**WHAT YOU WILL DO**
Take down each entry exactly as written.

(begin)

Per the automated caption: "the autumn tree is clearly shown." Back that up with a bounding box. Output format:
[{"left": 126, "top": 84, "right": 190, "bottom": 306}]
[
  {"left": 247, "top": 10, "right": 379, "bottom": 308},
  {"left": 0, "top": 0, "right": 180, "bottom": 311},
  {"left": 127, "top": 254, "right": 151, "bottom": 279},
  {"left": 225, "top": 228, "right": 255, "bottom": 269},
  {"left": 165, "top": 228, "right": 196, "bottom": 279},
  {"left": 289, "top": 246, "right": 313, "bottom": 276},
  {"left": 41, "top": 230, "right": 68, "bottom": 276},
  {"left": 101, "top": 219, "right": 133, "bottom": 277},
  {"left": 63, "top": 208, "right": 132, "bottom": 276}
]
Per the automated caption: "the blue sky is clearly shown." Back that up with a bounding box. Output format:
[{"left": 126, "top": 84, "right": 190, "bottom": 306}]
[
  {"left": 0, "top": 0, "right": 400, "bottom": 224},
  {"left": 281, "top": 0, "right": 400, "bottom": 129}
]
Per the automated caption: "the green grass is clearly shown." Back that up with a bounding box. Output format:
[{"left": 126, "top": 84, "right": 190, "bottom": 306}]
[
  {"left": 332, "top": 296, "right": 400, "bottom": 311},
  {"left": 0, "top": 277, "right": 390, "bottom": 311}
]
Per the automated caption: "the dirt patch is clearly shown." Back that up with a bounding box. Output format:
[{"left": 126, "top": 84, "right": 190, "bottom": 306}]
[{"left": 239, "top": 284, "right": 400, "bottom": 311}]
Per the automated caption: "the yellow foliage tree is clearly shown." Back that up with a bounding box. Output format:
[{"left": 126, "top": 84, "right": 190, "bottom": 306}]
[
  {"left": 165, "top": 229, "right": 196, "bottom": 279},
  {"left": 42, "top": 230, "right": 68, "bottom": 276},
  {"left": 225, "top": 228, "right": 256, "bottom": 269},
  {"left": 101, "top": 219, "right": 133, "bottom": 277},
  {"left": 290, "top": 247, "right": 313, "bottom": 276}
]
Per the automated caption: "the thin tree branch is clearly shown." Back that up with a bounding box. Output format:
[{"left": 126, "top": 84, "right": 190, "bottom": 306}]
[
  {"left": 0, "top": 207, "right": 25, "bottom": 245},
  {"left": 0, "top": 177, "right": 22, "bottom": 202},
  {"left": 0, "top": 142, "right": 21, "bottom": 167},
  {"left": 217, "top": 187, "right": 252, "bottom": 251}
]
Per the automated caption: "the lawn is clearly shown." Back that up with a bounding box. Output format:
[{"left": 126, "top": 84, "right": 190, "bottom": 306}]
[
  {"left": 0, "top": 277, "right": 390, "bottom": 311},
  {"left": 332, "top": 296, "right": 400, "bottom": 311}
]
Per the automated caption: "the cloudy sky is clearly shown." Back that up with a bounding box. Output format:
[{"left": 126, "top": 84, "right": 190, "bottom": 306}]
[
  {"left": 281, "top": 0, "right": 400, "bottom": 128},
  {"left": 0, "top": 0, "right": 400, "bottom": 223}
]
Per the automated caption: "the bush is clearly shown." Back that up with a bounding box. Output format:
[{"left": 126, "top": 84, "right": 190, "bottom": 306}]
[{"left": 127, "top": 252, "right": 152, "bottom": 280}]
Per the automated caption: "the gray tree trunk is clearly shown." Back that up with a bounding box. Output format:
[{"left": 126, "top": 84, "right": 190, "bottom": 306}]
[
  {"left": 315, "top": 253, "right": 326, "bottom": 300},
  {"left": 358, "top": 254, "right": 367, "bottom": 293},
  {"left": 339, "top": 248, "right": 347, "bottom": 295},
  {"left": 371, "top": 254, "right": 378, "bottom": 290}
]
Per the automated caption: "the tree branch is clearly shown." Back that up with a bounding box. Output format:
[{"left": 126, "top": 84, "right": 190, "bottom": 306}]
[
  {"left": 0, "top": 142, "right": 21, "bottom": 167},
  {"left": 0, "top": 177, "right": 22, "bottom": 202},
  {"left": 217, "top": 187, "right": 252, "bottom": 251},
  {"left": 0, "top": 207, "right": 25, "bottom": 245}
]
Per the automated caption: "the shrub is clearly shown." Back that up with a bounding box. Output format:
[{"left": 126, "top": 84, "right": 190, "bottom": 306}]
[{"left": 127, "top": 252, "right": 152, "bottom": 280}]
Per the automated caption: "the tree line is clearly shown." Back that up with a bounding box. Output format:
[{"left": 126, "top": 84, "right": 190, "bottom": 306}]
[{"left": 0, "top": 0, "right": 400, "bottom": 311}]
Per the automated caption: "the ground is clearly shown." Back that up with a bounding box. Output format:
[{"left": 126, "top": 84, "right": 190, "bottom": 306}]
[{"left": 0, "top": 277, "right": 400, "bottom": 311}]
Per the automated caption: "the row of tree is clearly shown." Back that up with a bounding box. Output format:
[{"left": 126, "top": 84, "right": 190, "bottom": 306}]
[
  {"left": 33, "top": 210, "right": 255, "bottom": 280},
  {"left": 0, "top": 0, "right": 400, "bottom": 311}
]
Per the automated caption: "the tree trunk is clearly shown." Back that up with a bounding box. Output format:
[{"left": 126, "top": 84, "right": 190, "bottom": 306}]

(end)

**ANSWER TO THIS TASK**
Per the automated caption: "the autumn tree is clearly shown." Back that up with a bounding box. Output format:
[{"left": 126, "top": 84, "right": 190, "bottom": 306}]
[
  {"left": 247, "top": 10, "right": 379, "bottom": 308},
  {"left": 0, "top": 0, "right": 180, "bottom": 311},
  {"left": 127, "top": 254, "right": 151, "bottom": 279},
  {"left": 225, "top": 228, "right": 255, "bottom": 269},
  {"left": 165, "top": 228, "right": 196, "bottom": 279},
  {"left": 289, "top": 246, "right": 313, "bottom": 276},
  {"left": 41, "top": 230, "right": 68, "bottom": 276},
  {"left": 101, "top": 219, "right": 133, "bottom": 277},
  {"left": 63, "top": 208, "right": 132, "bottom": 276}
]
Per the automated caption: "the blue sky is clearly shown." Back that up with a bounding box. Output format:
[{"left": 126, "top": 84, "right": 190, "bottom": 306}]
[
  {"left": 0, "top": 0, "right": 400, "bottom": 224},
  {"left": 281, "top": 0, "right": 400, "bottom": 129}
]
Per the automated caption: "the green grass is clearly shown." Back that up with a bounding box. Output format:
[{"left": 126, "top": 84, "right": 190, "bottom": 306}]
[
  {"left": 332, "top": 296, "right": 400, "bottom": 311},
  {"left": 0, "top": 277, "right": 390, "bottom": 311}
]
Per the automated caption: "the dirt patch is clearly shown." Back that up with a bounding box. Output format:
[{"left": 126, "top": 84, "right": 190, "bottom": 306}]
[{"left": 239, "top": 284, "right": 400, "bottom": 311}]
Per the automated caption: "the yellow foliage tree is clearly shown." Back that up with a bounding box. Output format:
[{"left": 126, "top": 84, "right": 190, "bottom": 306}]
[
  {"left": 165, "top": 229, "right": 196, "bottom": 279},
  {"left": 42, "top": 230, "right": 68, "bottom": 276},
  {"left": 225, "top": 228, "right": 256, "bottom": 269},
  {"left": 101, "top": 219, "right": 133, "bottom": 277},
  {"left": 290, "top": 247, "right": 313, "bottom": 276}
]
Per the automated caption: "the thin tree branch is clearly shown." Back that up with a bounding box. Output format:
[{"left": 126, "top": 84, "right": 190, "bottom": 306}]
[
  {"left": 0, "top": 207, "right": 25, "bottom": 245},
  {"left": 0, "top": 177, "right": 22, "bottom": 202},
  {"left": 0, "top": 142, "right": 21, "bottom": 167},
  {"left": 217, "top": 187, "right": 252, "bottom": 251}
]
Per the automated caption: "the lawn is clearly shown." Back that up with a bounding box. Output format:
[{"left": 126, "top": 84, "right": 190, "bottom": 306}]
[
  {"left": 0, "top": 277, "right": 390, "bottom": 311},
  {"left": 332, "top": 296, "right": 400, "bottom": 311}
]
Per the automated caption: "the cloudy sky is clearly shown." Back that up with a bounding box. Output format:
[{"left": 126, "top": 84, "right": 190, "bottom": 306}]
[
  {"left": 281, "top": 0, "right": 400, "bottom": 128},
  {"left": 0, "top": 0, "right": 400, "bottom": 223}
]
Per the automated caption: "the bush is clearly shown." Back that up with a bounding box. Output format:
[{"left": 126, "top": 84, "right": 190, "bottom": 306}]
[{"left": 127, "top": 252, "right": 152, "bottom": 280}]
Per the automated caption: "the gray tree trunk is clearly shown." Back that up with a bounding box. Output format:
[{"left": 126, "top": 84, "right": 190, "bottom": 306}]
[
  {"left": 315, "top": 253, "right": 326, "bottom": 300},
  {"left": 358, "top": 254, "right": 367, "bottom": 293},
  {"left": 339, "top": 248, "right": 347, "bottom": 295},
  {"left": 371, "top": 254, "right": 378, "bottom": 290}
]
Per the automated caption: "the tree branch is clearly shown." Back that up with a bounding box. Output format:
[{"left": 126, "top": 84, "right": 190, "bottom": 306}]
[
  {"left": 0, "top": 142, "right": 21, "bottom": 167},
  {"left": 0, "top": 177, "right": 22, "bottom": 202},
  {"left": 217, "top": 187, "right": 252, "bottom": 251},
  {"left": 0, "top": 207, "right": 25, "bottom": 245}
]
Per the automated caption: "the shrub is clearly shown." Back that up with a bounding box. Output format:
[{"left": 126, "top": 84, "right": 190, "bottom": 306}]
[{"left": 127, "top": 252, "right": 152, "bottom": 280}]
Per the automated caption: "the tree line is clearly shown." Back that up with a bounding box. Output format:
[{"left": 126, "top": 84, "right": 190, "bottom": 306}]
[{"left": 0, "top": 0, "right": 400, "bottom": 311}]
Per the automated caption: "the ground is clearly shown." Back that up with a bounding box. Output format:
[{"left": 126, "top": 84, "right": 190, "bottom": 306}]
[{"left": 0, "top": 277, "right": 400, "bottom": 311}]
Per the automated caption: "the row of tree is clearly shown." Back that up with a bounding box. Output format:
[{"left": 126, "top": 84, "right": 190, "bottom": 306}]
[
  {"left": 33, "top": 210, "right": 255, "bottom": 280},
  {"left": 0, "top": 0, "right": 400, "bottom": 311}
]
Per the automated caption: "the tree trunk is clearly shown." Back that up with a bounding box. Output format:
[{"left": 126, "top": 84, "right": 190, "bottom": 306}]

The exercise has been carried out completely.